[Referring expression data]
*** Begin section ***

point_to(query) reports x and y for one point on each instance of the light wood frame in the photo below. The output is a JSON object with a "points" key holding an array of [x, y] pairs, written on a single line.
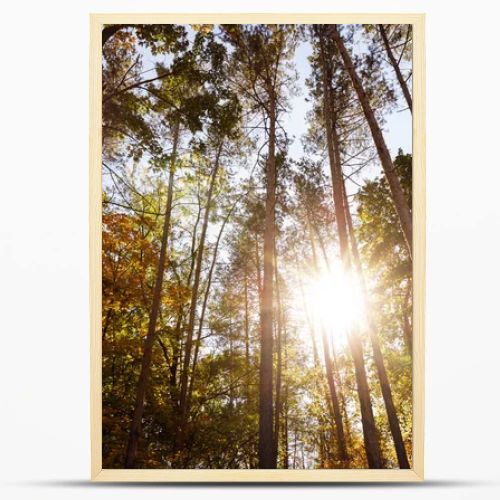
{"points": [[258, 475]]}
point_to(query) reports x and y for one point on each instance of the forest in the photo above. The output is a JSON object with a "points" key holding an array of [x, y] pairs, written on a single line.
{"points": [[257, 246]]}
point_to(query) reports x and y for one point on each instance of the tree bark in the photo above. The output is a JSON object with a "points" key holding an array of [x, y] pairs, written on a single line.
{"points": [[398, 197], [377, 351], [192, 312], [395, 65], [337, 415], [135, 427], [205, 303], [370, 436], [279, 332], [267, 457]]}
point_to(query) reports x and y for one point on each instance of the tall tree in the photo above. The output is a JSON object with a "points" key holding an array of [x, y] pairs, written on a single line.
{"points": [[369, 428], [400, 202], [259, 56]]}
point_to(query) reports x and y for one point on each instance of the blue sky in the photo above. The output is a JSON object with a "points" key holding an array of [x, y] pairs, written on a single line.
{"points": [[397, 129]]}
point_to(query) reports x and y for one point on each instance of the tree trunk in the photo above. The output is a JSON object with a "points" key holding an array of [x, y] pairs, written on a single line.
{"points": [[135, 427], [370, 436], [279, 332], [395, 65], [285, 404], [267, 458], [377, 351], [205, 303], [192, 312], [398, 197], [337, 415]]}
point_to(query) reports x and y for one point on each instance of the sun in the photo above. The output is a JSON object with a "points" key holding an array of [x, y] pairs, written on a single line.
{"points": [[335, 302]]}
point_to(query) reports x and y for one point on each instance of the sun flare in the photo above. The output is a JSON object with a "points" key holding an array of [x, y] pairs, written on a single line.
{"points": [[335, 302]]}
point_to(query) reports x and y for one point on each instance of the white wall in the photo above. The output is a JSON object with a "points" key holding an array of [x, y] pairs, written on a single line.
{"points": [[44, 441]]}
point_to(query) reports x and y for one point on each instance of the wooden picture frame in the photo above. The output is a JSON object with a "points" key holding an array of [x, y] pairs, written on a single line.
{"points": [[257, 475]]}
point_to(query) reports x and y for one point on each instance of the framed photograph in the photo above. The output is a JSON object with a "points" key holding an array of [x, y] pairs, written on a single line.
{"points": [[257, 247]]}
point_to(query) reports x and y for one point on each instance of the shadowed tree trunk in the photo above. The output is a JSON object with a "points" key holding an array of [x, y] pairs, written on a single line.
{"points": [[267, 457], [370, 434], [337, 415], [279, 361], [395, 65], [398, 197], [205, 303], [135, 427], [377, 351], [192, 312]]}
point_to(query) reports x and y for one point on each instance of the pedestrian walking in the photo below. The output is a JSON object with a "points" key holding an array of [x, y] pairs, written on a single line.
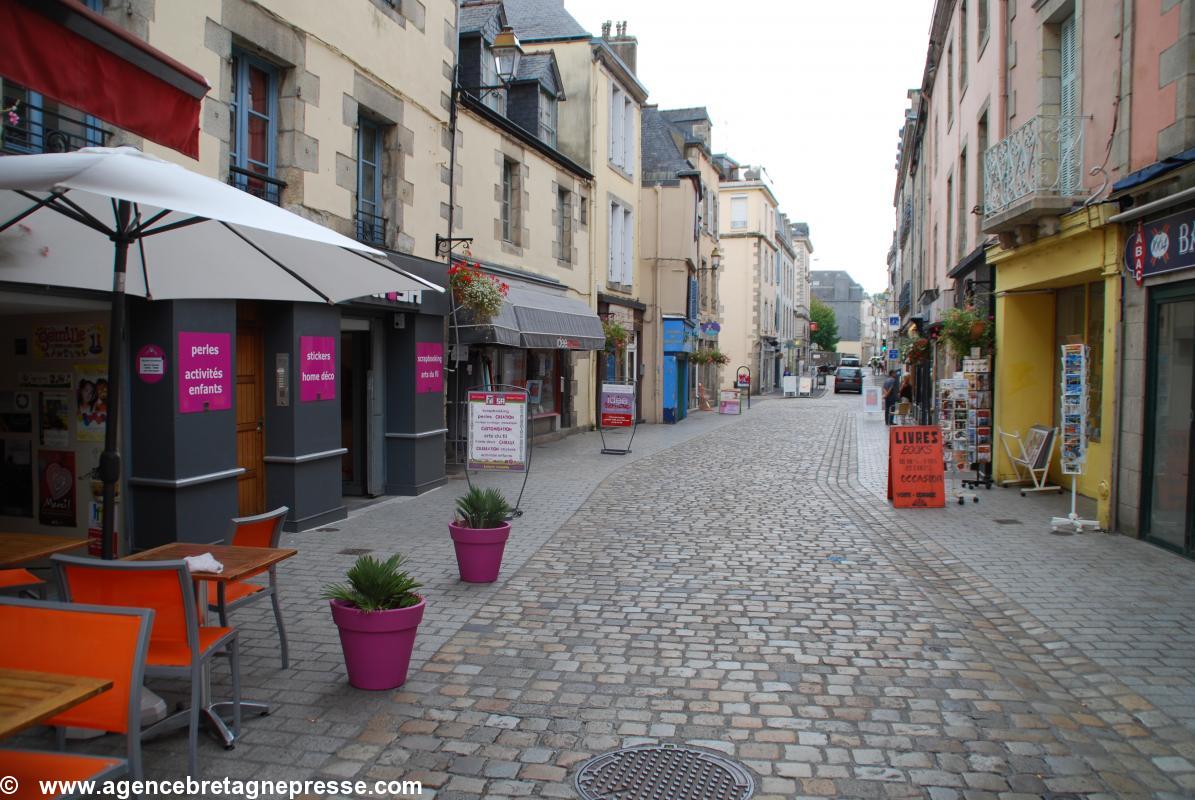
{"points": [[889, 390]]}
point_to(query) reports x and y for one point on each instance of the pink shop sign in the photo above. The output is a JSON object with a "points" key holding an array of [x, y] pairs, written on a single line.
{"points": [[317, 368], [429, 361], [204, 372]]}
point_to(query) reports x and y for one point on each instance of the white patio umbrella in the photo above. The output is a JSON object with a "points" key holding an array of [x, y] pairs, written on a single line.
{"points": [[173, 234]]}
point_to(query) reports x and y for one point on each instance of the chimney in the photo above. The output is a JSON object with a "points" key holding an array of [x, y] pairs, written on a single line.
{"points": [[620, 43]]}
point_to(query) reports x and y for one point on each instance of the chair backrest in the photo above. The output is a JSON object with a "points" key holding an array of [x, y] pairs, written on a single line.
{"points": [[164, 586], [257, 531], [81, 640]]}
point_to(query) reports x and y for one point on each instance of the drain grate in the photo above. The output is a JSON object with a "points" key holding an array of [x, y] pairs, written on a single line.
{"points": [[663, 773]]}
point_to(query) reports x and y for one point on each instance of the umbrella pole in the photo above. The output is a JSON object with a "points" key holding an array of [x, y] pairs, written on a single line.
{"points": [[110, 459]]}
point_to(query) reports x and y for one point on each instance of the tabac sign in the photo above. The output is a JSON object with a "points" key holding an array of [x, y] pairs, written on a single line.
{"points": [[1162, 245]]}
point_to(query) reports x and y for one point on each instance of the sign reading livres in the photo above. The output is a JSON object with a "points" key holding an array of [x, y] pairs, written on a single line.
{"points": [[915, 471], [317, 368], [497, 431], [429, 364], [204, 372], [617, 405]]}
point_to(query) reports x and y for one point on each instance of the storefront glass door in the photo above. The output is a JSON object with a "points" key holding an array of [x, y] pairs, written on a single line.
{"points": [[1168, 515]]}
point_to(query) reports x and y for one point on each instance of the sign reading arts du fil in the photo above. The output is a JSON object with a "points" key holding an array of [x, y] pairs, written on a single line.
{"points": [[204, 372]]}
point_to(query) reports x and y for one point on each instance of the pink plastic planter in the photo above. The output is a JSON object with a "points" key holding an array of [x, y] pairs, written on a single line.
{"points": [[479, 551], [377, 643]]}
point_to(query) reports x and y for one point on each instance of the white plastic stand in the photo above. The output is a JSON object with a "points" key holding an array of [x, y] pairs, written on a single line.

*** End section ***

§ Directions for this task: Without the pictures, return the records above exactly as given.

§ Response below:
point_to(query) reports x and y for one point on each instance of the light wood frame in the photo below. The output is a JSON object with a "points" key holding an array of [x, y] pairs, written on a single line.
{"points": [[258, 475]]}
point_to(query) reports x and y for one point on each instance of the forest in the photo above. The output is a JSON object with a "points" key holding an array of [x, y] pairs, written on a single line.
{"points": [[257, 246]]}
point_to(query) reports x and y for one point on each instance of the tree bark in the photo above. The output is a JSON object with a "points" key holding an array of [x, y] pairs, written on a single line.
{"points": [[398, 197], [377, 351], [192, 312], [395, 65], [337, 415], [135, 427], [205, 303], [370, 436], [279, 332], [267, 457]]}
point_to(query) reports x and y for one point on each instance of the tall tree in the photo above. The output is a JSON object with a "points" key holding an array of [x, y] pairs, written on a single line.
{"points": [[369, 428], [400, 202], [259, 56]]}
point_to(query) reports x and y for one point on each instance of the blue sky in the photo above. The output is a JSON object with a "points" key holding an array of [x, y] pairs, written on a single line.
{"points": [[397, 129]]}
point_to(query) reports x and y for one point on each instance of the tree trunk in the photo above. The output is a JSON object with a "points" key holding an array of [x, y] pairs, written on a single line.
{"points": [[135, 427], [370, 436], [279, 332], [395, 65], [285, 404], [267, 458], [377, 351], [205, 303], [192, 312], [398, 197], [337, 415]]}
point_to(query) reports x and y for one point on each instance of the sun in the photo above. The output is a JSON object with a "points" key holding an array of [x, y] pairs, written on a single line.
{"points": [[335, 302]]}
point_to(query) reports x and y for one point on each instance of the sun flare in the photo above. The output is a JSON object with a "points" key holding an array of [x, y] pairs, written on a single line.
{"points": [[335, 302]]}
point_to(query) reports x and y for one point on each instance of the white wall in the photo above. The output is a JSON object with a "points" key holding an array of [x, y] pairs, written on a single line.
{"points": [[44, 441]]}
point_to(query) reports x and y for one point on each instance of the wooden picture frame in the photo above. The output is a JSON object with a "points" key holding an array of [x, y] pairs, written on a single line.
{"points": [[257, 475]]}
point_to(query) reports x and y for one point on each instance of the framed photograph in the photo above. The output is a JSON object with a "points" key holding an array of [x, y] pairs, written on a single line.
{"points": [[257, 247]]}
point_to(query) reports x and y for one point on each instance of the shadowed tree trunk in the photo above. The output is a JSON object with a "points" key holding an array of [x, y] pairs, written on a single line.
{"points": [[267, 457], [370, 434], [337, 415], [279, 361], [395, 65], [398, 197], [205, 303], [135, 427], [377, 351], [192, 312]]}
point_to(query) reports x and y for one point on each instance of the pedestrian walking in the photo below. The output is a JSON object with a "points" key holding an array of [x, y] pairs, written on a single line.
{"points": [[889, 390]]}
point_to(query) reports x and y for one point on each instance of the pink shop sign in the photo above. The output is a JSON object with a "points" key holding an array of [x, y] pairs, written on a single line.
{"points": [[317, 368], [429, 361], [204, 372]]}
point_to(query) reports x and y for one point on each instance of the white patio umbrella in the photo above. The output is a JSON object with a "points" key holding an array of [x, y] pairs, written on a single line.
{"points": [[173, 234]]}
point_to(query) reports x and y for one point on each instance of the chimney in the photo above. The output is a JSON object with a "points" key holding an array of [x, y] pairs, written on a single line.
{"points": [[620, 43]]}
point_to(query) reports x and y for one point on each instance of the chair backrest in the photo above. The output is a JSON object with a "points" key holding an array of [x, y] pairs, written on a single line.
{"points": [[164, 586], [257, 531], [81, 640]]}
point_to(query) reports x and y for one point on each instance of the drain grate in the photo above. The output is a JSON object with a "points" key holding an array of [x, y] pairs, written on a single line.
{"points": [[663, 773]]}
point_to(query) reports x and y for one point on each instance of the umbrella pole in the photo above. The output is a JSON object with a "points" key holding an array of [x, y] pairs, written on a single line.
{"points": [[110, 459]]}
point_to(query) reports x and y for one point on each instance of the tabac sign in the photo above. The output is a JSON object with a "points" key holding an array of [x, y] pairs, written on a single line.
{"points": [[1162, 245]]}
point_to(query) reports x and y for one point on each instance of the sign reading livres in the photo above. The output is a JSON object with a "points" key holding an array of [x, y] pairs, written on a single line.
{"points": [[915, 471], [317, 368], [497, 431], [429, 364], [204, 372], [617, 405]]}
point_to(query) reports x and y for one point on each instance of the storefront glass door in the photo above. The output is a JSON object with a "points" key holding an array of [x, y] pairs, written on a single line.
{"points": [[1168, 515]]}
point_to(query) reports x and y for one point on each instance of the sign reading arts du fil in the photo above. The output is a JSON object with a "points" key holding an array of [x, y] pairs, written on a single line.
{"points": [[204, 372]]}
point_to(query) reports x and y for one point on each instance of the pink plastic planter in the photo above. The output is a JSON object with a "points" key holding an array of [x, y] pairs, written on a single line.
{"points": [[479, 551], [377, 643]]}
point_to(query) reports x and y for one point on each instance of the white plastic stand in the photo above. The output is a JSON object with a "points" key holding an array of [x, y] pairs, written on a single line.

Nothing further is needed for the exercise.